◆ Was zu tun ist ◆
• A. Schreibe aus dem Lesetext den Abschnitt von „Die zeitweise Entsendung“ bis „Unternehmen unmittelbar betreffen.“ unverändert ab.
• B. Welchem Zweck dient laut dem Lesetext die zeitweise Entsendung von Unternehmensmitarbeitern in Ministerien und Behörden?
• C. Nenne alle Substantive, die im Lesetext im Plural stehen. Gib sie in der Form an, in der sie dort vorkommen.

◆ Lesetext ◆
Die zeitweise Entsendung von Unternehmensmitarbeitern in Ministerien und Behörden ist nach Ansicht des PR-Rates grundsätzlich zu begrüßen. Sie dient dem Erfahrungsaustausch zwischen der öffentlichen Verwaltung und der Wirtschaft. Zu beachten sind dabei zwei Erfordernisse: Diese Mitarbeit muss für Presse und Öffentlichkeit transparent sein, und die entsandten Mitarbeiter dürfen nicht mit vertraulichen oder entscheidungsrelevanten Vorgängen befasst werden, die das eigene Unternehmen unmittelbar betreffen.

◆ Vorliegende Zeilen ◆
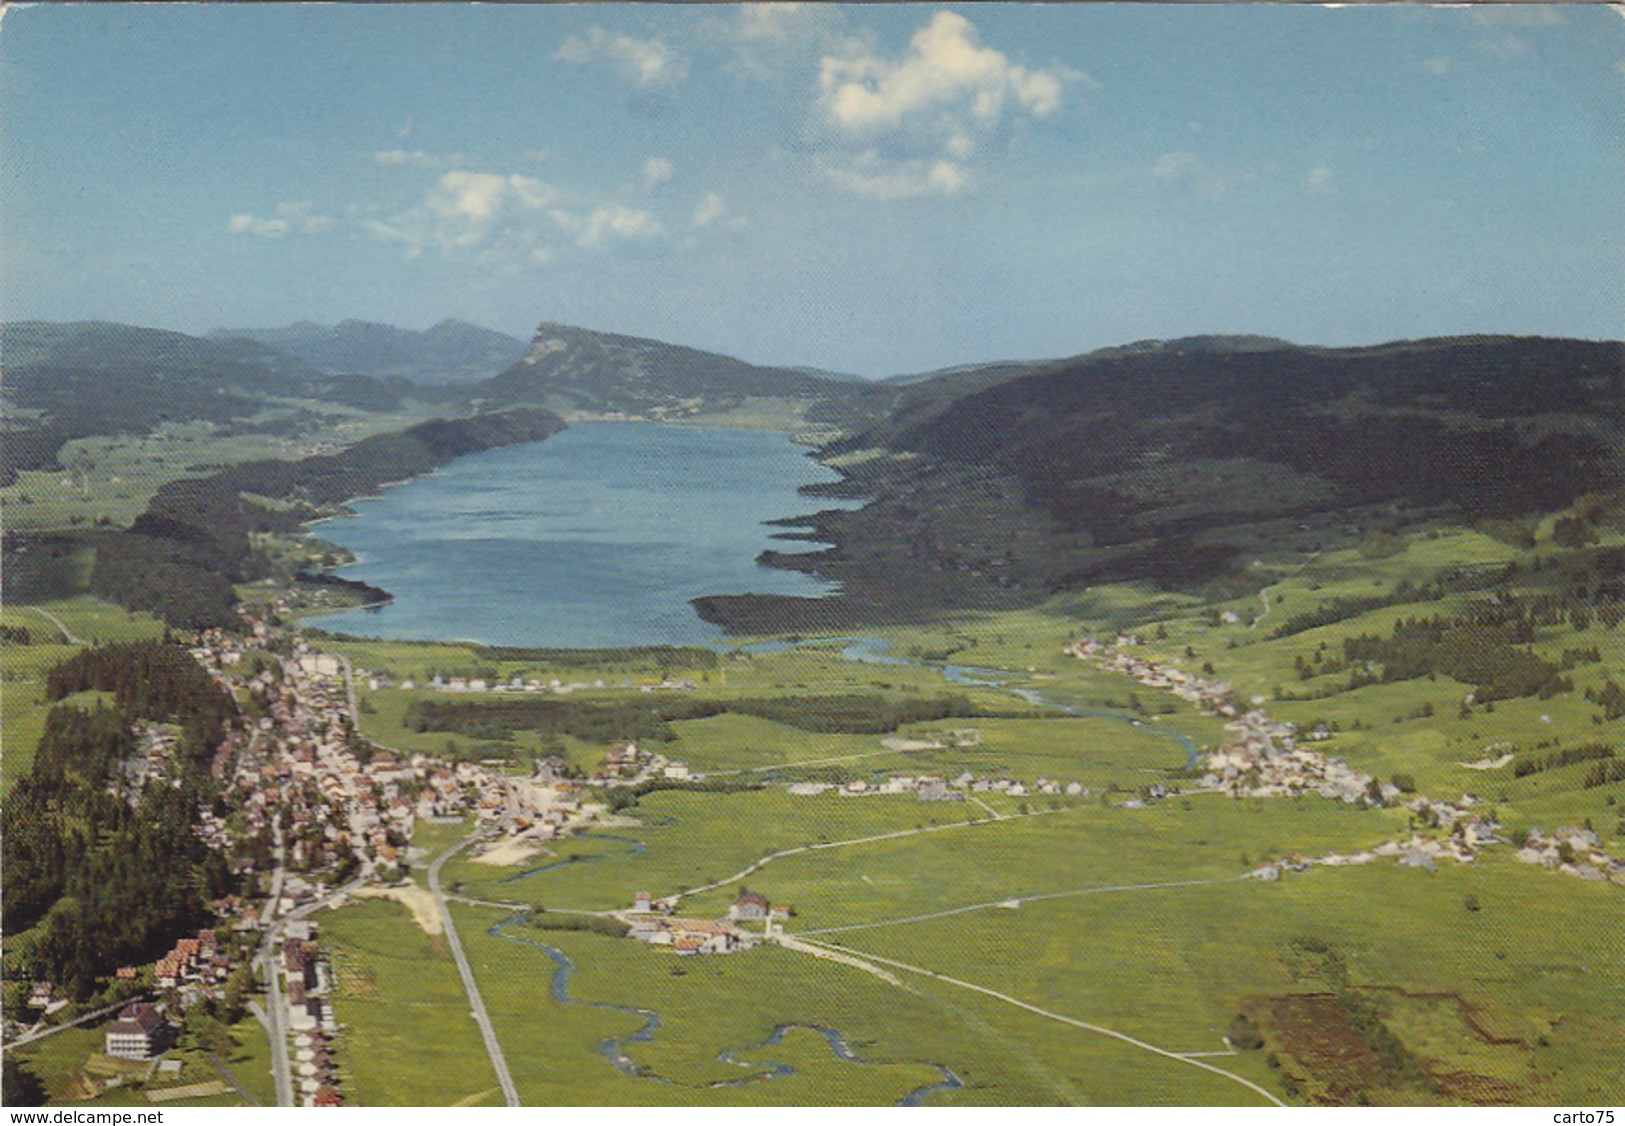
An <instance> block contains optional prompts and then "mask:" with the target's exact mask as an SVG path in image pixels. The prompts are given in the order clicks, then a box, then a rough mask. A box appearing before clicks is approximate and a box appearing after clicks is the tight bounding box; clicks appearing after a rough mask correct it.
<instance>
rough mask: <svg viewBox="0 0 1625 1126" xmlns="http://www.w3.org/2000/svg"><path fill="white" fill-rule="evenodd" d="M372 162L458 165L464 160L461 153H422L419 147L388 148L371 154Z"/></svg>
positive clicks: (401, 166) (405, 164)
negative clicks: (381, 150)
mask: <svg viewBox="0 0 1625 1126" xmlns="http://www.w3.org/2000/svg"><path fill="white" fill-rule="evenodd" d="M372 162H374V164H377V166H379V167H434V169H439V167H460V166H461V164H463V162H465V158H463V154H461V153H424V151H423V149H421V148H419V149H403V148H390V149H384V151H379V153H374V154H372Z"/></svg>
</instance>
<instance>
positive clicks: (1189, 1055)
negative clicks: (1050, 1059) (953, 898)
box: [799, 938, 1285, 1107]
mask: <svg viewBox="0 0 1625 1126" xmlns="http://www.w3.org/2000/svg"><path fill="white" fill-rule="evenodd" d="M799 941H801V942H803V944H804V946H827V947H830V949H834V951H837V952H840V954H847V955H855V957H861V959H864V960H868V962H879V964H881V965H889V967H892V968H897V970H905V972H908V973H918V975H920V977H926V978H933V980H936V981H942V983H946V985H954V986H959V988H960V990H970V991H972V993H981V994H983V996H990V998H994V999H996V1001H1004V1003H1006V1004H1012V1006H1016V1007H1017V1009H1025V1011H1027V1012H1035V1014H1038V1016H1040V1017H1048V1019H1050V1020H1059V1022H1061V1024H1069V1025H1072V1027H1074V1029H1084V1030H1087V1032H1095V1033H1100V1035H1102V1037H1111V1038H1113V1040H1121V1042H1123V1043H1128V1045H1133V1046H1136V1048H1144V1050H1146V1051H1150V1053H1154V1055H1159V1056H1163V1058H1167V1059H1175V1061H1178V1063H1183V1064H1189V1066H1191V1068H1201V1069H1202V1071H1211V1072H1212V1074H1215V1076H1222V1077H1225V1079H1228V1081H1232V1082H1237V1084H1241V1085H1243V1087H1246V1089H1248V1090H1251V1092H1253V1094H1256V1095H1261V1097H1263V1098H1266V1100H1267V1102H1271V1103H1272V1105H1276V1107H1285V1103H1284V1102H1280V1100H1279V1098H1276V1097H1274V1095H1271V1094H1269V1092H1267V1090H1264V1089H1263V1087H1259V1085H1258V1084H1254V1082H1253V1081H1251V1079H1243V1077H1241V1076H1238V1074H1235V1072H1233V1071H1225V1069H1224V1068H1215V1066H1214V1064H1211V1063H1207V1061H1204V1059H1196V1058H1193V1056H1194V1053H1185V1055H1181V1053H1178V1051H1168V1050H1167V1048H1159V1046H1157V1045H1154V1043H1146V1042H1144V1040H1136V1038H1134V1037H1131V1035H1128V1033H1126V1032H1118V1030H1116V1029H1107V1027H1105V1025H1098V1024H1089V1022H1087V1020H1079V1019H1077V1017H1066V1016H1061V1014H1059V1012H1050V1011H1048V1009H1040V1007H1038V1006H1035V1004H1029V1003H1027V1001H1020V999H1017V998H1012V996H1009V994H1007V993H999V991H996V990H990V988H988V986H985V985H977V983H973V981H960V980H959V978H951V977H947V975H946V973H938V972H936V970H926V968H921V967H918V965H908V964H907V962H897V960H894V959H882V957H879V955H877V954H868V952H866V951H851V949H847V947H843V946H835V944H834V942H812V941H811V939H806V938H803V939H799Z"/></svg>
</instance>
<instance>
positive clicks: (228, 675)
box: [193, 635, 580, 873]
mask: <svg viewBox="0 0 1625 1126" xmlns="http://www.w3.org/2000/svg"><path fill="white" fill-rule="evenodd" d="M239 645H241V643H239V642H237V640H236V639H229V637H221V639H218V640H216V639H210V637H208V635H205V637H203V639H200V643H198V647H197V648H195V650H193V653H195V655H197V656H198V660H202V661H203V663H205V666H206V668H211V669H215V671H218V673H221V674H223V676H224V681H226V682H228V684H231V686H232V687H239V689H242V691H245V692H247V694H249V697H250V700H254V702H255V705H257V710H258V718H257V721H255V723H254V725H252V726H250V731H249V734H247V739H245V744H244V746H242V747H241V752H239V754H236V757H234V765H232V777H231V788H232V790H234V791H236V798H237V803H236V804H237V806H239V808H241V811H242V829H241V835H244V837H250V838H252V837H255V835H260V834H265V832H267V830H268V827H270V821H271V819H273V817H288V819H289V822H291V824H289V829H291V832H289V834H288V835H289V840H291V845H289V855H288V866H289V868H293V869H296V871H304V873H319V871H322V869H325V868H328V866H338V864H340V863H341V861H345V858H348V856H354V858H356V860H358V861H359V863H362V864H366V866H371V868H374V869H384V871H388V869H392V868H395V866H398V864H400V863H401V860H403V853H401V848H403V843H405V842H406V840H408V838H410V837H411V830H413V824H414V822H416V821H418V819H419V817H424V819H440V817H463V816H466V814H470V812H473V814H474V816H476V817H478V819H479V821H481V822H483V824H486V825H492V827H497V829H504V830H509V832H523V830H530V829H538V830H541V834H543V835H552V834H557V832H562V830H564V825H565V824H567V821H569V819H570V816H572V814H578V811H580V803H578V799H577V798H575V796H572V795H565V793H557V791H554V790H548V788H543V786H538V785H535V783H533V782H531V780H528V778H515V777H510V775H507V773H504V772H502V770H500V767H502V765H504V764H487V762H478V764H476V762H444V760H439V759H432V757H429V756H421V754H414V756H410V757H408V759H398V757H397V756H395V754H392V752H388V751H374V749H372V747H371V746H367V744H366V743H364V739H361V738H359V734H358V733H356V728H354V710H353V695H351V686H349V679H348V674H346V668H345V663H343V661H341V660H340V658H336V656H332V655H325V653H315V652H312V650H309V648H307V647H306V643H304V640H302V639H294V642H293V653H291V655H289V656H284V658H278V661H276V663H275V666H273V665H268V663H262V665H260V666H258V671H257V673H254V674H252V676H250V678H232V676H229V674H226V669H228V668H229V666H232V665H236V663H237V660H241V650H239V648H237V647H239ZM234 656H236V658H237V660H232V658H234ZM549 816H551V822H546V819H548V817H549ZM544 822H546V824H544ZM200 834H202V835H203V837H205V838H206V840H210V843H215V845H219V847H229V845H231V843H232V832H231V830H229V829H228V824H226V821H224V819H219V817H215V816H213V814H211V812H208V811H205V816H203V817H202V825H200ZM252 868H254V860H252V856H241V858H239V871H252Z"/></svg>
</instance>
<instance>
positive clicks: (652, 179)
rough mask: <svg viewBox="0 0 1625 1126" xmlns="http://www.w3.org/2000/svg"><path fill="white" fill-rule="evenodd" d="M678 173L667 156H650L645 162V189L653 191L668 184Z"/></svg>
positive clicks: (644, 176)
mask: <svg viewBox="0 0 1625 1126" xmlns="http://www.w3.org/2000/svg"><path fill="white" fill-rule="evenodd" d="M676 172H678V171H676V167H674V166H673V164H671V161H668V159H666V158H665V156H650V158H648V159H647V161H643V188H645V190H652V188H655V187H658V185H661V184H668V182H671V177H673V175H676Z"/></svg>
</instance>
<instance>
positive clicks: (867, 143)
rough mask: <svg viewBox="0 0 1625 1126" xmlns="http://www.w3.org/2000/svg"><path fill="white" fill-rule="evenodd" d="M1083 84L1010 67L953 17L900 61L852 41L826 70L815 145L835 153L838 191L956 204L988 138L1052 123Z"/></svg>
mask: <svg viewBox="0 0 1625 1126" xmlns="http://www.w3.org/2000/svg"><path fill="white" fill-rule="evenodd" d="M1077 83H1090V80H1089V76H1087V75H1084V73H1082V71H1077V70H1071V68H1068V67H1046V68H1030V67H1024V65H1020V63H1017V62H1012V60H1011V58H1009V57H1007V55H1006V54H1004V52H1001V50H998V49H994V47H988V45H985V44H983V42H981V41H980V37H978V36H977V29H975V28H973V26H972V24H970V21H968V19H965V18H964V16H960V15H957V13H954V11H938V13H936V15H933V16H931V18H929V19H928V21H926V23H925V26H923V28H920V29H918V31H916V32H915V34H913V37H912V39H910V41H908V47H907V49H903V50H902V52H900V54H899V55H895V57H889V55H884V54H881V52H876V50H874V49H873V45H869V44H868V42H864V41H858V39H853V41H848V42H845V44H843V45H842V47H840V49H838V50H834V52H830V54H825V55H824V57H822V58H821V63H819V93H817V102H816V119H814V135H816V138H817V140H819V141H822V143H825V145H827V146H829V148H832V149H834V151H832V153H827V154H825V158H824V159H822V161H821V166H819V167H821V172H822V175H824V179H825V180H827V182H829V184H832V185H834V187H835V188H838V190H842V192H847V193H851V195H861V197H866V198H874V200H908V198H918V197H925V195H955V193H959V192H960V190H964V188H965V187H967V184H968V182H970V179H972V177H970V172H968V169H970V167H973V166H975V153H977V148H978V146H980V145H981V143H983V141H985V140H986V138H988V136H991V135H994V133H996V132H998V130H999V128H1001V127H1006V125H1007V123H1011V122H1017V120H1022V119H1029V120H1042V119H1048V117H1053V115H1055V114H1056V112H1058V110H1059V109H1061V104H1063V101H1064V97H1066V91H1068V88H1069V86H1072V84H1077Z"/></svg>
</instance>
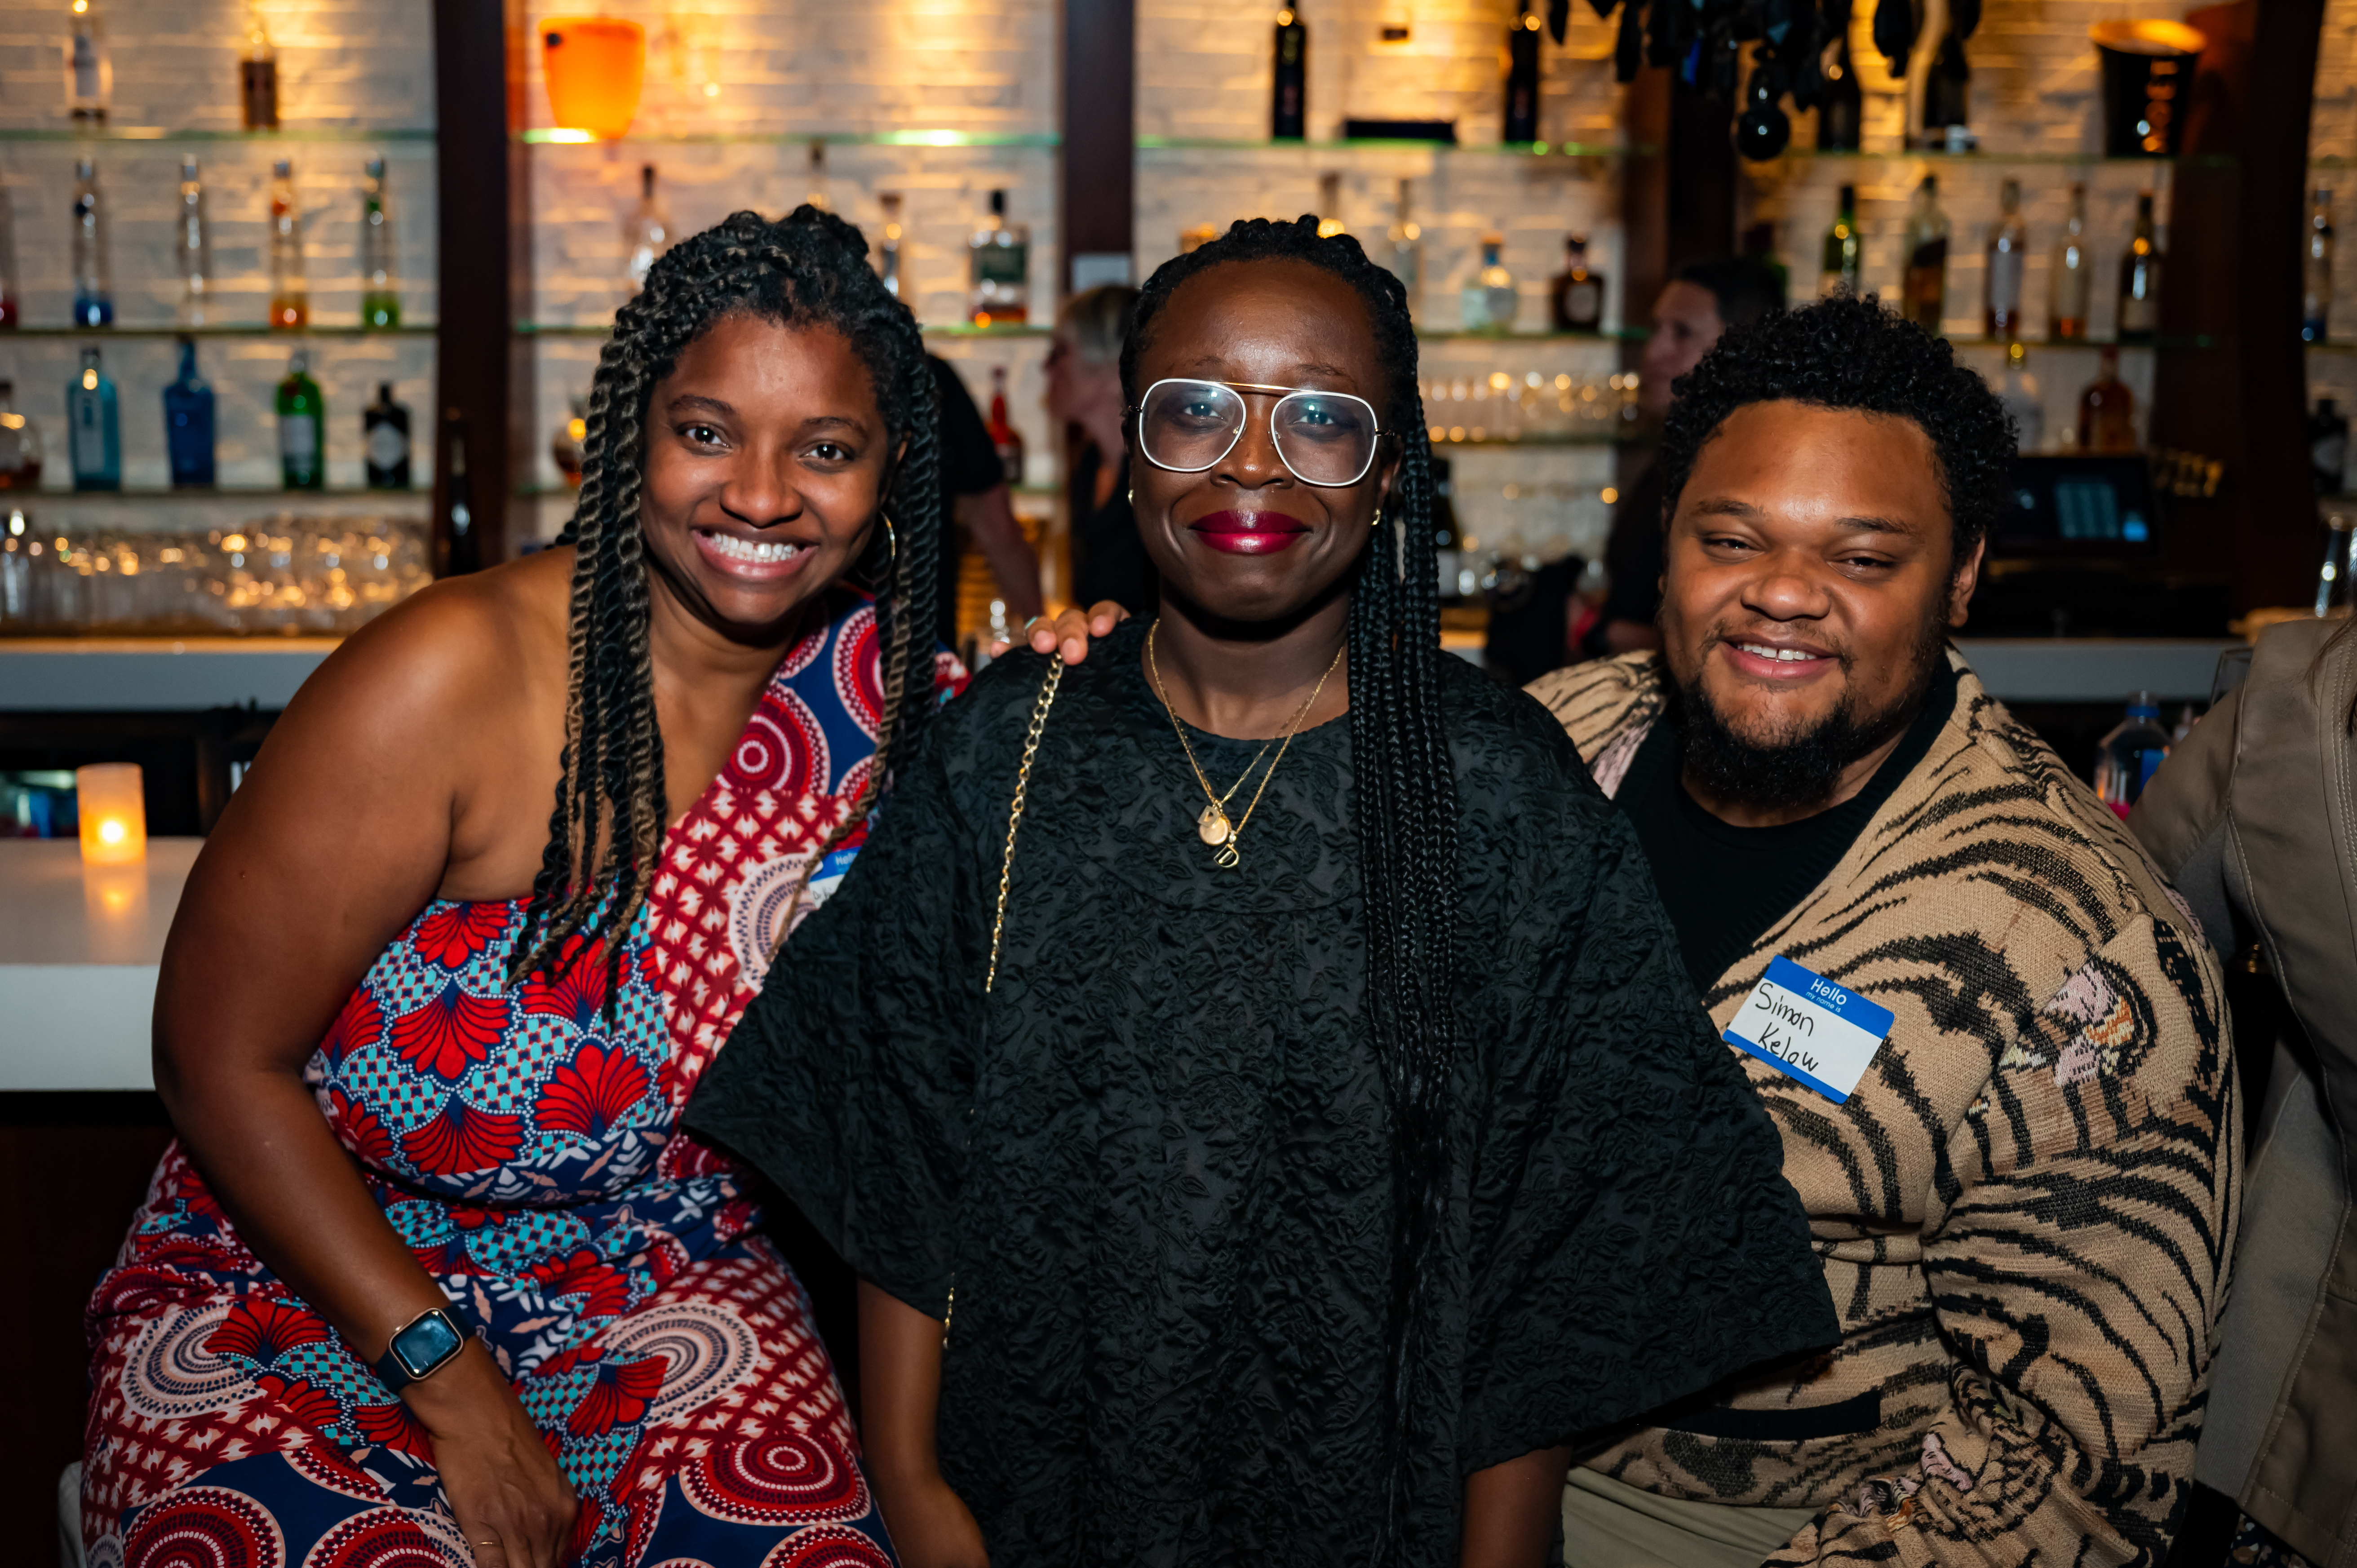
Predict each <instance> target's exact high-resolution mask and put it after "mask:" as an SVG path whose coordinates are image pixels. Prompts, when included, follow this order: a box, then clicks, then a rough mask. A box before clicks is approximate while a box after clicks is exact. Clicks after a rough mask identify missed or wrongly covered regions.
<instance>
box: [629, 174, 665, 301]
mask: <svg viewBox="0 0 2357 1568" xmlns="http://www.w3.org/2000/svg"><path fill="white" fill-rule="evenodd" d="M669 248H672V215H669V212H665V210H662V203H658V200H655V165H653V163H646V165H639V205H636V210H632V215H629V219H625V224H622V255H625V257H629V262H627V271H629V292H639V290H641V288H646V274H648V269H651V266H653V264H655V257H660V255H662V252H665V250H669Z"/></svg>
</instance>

◆ Nummerierte Antworten ◆
• A.
Die zeitweise Entsendung von Unternehmensmitarbeitern in Ministerien und Behörden ist nach Ansicht des PR-Rates grundsätzlich zu begrüßen. Sie dient dem Erfahrungsaustausch zwischen der öffentlichen Verwaltung und der Wirtschaft. Zu beachten sind dabei zwei Erfordernisse: Diese Mitarbeit muss für Presse und Öffentlichkeit transparent sein, und die entsandten Mitarbeiter dürfen nicht mit vertraulichen oder entscheidungsrelevanten Vorgängen befasst werden, die das eigene Unternehmen unmittelbar betreffen.

• B. Sie dient dem Erfahrungsaustausch zwischen der öffentlichen Verwaltung und der Wirtschaft.

• C. Unternehmensmitarbeitern, Ministerien, Behörden, Erfordernisse, Mitarbeiter, Vorgängen